(YOUR INSTRUCTIONS):
Change "Specify what to find" to "Name the target" in every item and write all the lines out again with nothing else altered. Leave the pictures out of your answer.

[Detection annotation records]

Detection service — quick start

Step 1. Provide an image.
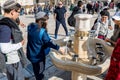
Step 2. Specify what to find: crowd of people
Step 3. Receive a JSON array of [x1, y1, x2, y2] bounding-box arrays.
[[0, 0, 120, 80]]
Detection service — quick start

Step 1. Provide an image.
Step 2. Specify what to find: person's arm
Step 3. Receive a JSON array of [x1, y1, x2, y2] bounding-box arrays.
[[0, 42, 22, 54], [94, 23, 100, 37]]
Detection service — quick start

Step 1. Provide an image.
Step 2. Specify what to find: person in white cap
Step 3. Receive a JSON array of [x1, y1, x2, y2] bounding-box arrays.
[[27, 12, 64, 80], [106, 11, 120, 46], [0, 0, 24, 80], [104, 13, 120, 80]]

(ANSWER FOR THIS EXERCISE):
Detection service — quick start

Step 1. Provide an image.
Step 2. Name the target: crowd of people
Step 3. Receive a JSON array of [x1, y1, x2, y2] bounding-box arrays.
[[0, 0, 120, 80]]
Detection service — quick start

Step 1. Provide an image.
Step 2. Name the target: person's arm
Step 3. Receive a JSON array of [x1, y1, x2, y2] bounding-box arrays.
[[0, 42, 22, 54], [94, 23, 100, 37]]
Detection service — quick start

Step 1. Provide an image.
Step 2. Name the target: person in white cap
Step 3. Receive a JSON array of [x1, y1, x2, y2] bounding-box arrays.
[[27, 12, 64, 80], [106, 11, 120, 46], [0, 0, 24, 80], [104, 13, 120, 80]]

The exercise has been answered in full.